Task input:
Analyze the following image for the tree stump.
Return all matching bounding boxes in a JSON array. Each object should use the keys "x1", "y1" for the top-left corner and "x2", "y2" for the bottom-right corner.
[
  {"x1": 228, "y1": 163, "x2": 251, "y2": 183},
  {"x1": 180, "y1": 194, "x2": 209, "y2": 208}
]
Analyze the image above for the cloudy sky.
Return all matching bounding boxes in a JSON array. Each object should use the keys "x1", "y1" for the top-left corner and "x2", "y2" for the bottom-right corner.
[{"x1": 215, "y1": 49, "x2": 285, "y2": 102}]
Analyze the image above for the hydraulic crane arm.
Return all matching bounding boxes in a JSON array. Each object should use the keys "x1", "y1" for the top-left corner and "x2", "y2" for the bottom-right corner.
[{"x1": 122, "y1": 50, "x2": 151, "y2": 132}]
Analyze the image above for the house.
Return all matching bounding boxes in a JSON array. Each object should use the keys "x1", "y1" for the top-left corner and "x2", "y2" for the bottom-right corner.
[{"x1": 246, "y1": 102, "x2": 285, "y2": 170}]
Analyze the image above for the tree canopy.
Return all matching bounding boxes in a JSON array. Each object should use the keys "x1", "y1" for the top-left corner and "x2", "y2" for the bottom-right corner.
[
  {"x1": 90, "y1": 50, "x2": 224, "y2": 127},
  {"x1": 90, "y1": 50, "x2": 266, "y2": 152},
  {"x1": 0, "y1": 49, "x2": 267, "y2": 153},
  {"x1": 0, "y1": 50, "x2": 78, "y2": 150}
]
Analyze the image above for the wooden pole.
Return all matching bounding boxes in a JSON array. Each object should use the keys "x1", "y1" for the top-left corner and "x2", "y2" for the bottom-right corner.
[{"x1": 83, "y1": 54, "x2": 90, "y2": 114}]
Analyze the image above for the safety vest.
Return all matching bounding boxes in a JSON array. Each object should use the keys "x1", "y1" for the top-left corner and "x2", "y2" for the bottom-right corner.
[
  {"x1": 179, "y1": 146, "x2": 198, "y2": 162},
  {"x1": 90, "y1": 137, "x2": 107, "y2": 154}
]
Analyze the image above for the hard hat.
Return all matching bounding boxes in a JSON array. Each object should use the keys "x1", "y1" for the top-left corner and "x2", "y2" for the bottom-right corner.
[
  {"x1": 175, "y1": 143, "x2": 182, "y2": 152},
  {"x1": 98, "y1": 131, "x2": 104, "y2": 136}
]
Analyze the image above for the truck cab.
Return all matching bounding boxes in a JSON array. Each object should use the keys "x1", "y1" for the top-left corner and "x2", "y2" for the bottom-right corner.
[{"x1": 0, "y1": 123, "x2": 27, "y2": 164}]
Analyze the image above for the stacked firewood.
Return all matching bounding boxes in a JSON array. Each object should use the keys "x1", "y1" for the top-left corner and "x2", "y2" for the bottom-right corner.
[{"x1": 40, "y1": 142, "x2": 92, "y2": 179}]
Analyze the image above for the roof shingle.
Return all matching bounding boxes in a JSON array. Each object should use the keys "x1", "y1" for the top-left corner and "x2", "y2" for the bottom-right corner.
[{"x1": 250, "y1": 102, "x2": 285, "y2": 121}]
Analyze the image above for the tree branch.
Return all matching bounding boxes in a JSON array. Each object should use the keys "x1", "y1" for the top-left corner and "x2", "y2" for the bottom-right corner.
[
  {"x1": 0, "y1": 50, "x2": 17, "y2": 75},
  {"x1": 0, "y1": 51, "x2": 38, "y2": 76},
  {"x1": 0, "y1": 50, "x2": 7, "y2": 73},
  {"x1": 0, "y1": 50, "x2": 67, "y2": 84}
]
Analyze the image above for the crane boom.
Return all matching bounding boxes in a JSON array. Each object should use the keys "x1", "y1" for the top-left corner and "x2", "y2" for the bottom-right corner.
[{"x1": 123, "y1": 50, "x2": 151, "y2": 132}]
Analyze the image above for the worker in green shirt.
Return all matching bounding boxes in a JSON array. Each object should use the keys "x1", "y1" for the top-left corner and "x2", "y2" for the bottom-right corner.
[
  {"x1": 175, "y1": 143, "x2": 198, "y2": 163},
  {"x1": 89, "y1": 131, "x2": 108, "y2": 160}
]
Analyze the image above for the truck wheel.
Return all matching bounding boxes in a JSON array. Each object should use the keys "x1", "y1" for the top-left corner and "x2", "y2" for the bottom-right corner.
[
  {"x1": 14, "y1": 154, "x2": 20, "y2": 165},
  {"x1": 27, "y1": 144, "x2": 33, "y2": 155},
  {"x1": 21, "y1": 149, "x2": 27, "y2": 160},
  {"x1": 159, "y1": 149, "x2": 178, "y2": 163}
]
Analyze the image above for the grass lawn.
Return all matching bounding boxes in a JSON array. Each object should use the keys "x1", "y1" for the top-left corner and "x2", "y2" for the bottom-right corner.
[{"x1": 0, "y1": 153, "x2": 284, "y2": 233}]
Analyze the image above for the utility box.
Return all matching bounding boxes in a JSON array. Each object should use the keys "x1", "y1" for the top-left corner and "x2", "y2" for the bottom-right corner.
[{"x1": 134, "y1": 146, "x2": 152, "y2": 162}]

Description of the task:
Report how many lines of the entries above contain the word "truck", giving the number by itself.

Task solution:
2